Exercise description:
How many lines in the rows below contain the string "globe"? Reply with the number alone.

━━ Records provided ━━

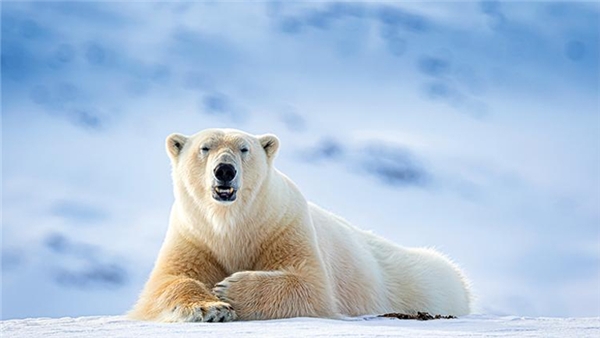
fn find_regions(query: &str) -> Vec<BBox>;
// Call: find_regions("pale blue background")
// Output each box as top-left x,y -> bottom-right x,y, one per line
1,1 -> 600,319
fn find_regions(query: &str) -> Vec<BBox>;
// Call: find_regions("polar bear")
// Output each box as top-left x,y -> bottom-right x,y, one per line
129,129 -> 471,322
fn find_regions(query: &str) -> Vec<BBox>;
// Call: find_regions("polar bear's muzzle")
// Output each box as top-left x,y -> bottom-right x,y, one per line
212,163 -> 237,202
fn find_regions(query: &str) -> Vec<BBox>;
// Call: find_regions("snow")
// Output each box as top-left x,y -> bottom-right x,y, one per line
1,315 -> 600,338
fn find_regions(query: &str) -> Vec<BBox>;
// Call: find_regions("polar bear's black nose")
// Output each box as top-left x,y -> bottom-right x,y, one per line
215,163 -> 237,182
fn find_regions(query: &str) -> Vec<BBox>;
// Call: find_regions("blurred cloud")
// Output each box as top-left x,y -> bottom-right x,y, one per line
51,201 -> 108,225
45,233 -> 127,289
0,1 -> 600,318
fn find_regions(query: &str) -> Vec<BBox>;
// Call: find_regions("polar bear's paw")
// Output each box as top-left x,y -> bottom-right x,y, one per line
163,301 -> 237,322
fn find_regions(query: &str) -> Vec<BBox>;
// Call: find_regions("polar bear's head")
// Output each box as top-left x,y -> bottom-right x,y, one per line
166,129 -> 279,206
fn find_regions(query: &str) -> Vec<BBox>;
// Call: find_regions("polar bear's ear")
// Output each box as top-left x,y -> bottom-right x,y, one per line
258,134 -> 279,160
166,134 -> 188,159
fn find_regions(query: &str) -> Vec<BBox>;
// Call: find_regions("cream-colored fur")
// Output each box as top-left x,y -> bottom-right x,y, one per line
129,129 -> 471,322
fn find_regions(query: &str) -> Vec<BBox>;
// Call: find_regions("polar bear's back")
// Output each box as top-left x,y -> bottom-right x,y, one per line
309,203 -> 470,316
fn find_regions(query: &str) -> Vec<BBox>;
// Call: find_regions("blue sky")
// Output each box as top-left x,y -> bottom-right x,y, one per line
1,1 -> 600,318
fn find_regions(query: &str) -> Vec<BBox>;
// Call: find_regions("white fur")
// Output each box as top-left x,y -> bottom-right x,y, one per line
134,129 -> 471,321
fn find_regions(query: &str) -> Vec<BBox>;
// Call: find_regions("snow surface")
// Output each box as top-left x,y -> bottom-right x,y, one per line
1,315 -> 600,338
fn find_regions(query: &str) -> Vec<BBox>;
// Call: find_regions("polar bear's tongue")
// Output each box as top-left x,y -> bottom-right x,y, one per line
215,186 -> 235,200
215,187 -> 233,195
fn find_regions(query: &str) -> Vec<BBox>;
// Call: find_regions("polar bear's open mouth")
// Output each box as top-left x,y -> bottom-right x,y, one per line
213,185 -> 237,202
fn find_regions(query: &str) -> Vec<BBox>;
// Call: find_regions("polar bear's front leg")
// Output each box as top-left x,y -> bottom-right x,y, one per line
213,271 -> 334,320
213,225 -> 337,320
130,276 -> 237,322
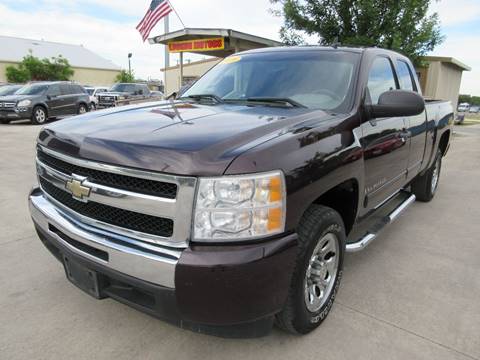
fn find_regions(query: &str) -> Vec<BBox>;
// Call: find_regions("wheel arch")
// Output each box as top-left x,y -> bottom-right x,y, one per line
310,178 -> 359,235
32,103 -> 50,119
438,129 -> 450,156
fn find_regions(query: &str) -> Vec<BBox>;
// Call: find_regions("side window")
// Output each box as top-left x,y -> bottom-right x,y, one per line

━━━
━━ Records provided ━━

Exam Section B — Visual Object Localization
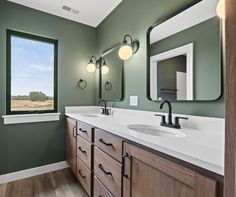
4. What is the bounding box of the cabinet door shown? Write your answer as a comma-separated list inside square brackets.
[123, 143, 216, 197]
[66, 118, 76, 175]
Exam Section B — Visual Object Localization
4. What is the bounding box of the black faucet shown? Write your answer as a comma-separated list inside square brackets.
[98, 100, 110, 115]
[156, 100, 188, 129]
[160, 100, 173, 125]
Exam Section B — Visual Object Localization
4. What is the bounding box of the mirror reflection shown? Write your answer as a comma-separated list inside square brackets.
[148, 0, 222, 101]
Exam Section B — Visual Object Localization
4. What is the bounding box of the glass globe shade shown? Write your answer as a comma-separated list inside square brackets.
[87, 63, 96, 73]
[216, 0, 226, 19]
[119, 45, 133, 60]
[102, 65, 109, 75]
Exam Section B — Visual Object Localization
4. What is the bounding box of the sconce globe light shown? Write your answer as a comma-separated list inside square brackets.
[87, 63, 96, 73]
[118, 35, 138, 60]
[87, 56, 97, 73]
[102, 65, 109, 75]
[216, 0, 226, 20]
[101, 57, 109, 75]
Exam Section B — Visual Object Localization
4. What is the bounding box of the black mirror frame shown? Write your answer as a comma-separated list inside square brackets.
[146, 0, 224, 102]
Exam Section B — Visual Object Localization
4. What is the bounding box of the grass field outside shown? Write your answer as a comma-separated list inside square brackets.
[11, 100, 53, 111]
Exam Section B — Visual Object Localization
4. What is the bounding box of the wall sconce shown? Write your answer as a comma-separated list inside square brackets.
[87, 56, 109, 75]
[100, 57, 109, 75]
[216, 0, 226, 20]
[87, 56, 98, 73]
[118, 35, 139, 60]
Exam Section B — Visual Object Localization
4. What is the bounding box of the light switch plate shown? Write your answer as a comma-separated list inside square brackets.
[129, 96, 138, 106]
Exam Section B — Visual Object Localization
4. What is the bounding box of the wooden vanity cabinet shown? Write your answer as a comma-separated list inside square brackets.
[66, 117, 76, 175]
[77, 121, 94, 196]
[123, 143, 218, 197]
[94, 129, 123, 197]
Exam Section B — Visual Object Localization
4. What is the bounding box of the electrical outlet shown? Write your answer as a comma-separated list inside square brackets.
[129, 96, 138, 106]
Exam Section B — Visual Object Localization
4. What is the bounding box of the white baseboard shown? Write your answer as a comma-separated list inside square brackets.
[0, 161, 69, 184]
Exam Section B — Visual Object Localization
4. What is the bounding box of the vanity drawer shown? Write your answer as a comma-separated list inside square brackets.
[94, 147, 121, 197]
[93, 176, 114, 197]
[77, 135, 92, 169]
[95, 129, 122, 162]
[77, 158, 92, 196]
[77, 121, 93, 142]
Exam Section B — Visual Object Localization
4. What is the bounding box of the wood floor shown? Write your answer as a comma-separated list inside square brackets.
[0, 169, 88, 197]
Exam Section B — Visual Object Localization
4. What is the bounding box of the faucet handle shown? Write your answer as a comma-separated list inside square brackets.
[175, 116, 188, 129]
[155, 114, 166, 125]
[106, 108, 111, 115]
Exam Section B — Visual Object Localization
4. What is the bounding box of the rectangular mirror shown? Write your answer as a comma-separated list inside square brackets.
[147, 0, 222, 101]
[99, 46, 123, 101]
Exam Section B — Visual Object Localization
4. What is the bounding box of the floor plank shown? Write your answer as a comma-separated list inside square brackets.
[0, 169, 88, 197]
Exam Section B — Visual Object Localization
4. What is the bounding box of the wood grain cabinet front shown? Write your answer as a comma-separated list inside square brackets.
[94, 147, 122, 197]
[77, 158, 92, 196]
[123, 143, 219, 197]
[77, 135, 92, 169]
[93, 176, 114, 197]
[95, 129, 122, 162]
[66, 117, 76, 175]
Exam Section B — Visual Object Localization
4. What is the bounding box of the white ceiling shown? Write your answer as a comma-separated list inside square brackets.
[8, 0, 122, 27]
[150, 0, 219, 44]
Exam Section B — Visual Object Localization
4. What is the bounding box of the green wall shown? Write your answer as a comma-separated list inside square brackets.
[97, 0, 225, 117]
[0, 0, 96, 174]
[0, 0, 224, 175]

━━━

Correct result:
2